>> START Passage
Bright sunny day here… spent the afternoon tinkering with my bikes, listening to this album, when it dawned on me I had uploaded it but not written the post… I have no chance of getting blogger's exhaustion! As much as i really love their first album (see post below), much more muscle and sinew, this Act Of Faith album never fails to remind me of days just like today… dazed and sweet. This is psychedelia for the modern times, with not a hint of mannierism and contrived sounds. This is a band at the summit of their powers, not afraid to wander into textures of sounds,going where nobody would have imagined. You guessed it: the whole band's output on vinyl is still as important to me as it was a good 15 years ago. I could retire on a desert island with just these 2 LPs and a bunch of their EPs (Diamanda, where are you? I'd love the Ep you proposed.) From the lenghty intro of "Conviction", onto the dreaminess of "I wish I was your Kid" to the pummeling of "Fire in the Wall", and the twilight zone of "Clean Saint" and the wailing harmonica of "No Reflection", I wish they had kept on. No hint of passé lyrics or "period-correct" sound, no this is a band at the summit of their power,moving boldly ahead when most others were statisfied by merely replaying the past. This is Chocoreve 2026 blog-fodder, people. Get it while you can, and remember where you got it from.
Quoted from Piero Scaruffi's "History Of Rock", probably one of the web's best source on music: The Limit were one of the Power pop bands that entertained the punk public of CBGBs at the end of the 70's. The Limit evolved into Band of Outsiders, and in 1984 joined up with Certain General to record Far Away In America (Sourmash). Then with three good EPs released in 1985 and the album Everything Takes Forever (L'IAS) the Band of Outsiders introduced in an ever-increasing manner psychedelic elements, favoring atmosphere over melody. I Wish I was Your Kid is the classic of this period.
The group burned out de facto after Act Of Faith (Barclay, 1986). The live album Armistice Day (Nocturnal, 1989) (Conviction, 1989) and No Reflection (Repulsion, 1992) collect the best material of the band.
>> END Passage
◆ Challenge 1 ◆
Convert the listing into a JSON list of strings, one string per line, omitting blank lines. Start at the line that contains "# I want the bounding box around the wing" and continue through the last line of the listing.
The listing that comes next is unrelated to the blog post.
>> START Records for the exercise
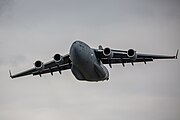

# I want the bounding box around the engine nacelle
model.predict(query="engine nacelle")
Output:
[127,49,137,61]
[103,48,113,58]
[34,60,44,71]
[53,54,63,65]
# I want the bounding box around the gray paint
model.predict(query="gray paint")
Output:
[0,0,180,120]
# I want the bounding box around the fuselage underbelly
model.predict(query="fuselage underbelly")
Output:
[70,41,109,81]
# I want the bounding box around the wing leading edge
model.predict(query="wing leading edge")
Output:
[9,55,71,78]
[94,47,179,67]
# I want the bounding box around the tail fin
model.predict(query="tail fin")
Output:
[9,70,12,78]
>> END Records for the exercise
◆ Challenge 2 ◆
Rewrite the part of the blog post that begins at the words "Quoted from Piero" and ends after "of the band.", renaming "Band of Outsiders" to "Outsider Collective" throughout.

◆ Correct response 1 ◆
[
  "# I want the bounding box around the wing leading edge",
  "model.predict(query=\"wing leading edge\")",
  "Output:",
  "[9,55,71,78]",
  "[94,47,179,67]",
  "# I want the bounding box around the tail fin",
  "model.predict(query=\"tail fin\")",
  "Output:",
  "[9,70,12,78]"
]

◆ Correct response 2 ◆
Quoted from Piero Scaruffi's "History Of Rock", probably one of the web's best source on music: The Limit were one of the Power pop bands that entertained the punk public of CBGBs at the end of the 70's. The Limit evolved into Outsider Collective, and in 1984 joined up with Certain General to record Far Away In America (Sourmash). Then with three good EPs released in 1985 and the album Everything Takes Forever (L'IAS) the Outsider Collective introduced in an ever-increasing manner psychedelic elements, favoring atmosphere over melody. I Wish I was Your Kid is the classic of this period.
The group burned out de facto after Act Of Faith (Barclay, 1986). The live album Armistice Day (Nocturnal, 1989) (Conviction, 1989) and No Reflection (Repulsion, 1992) collect the best material of the band.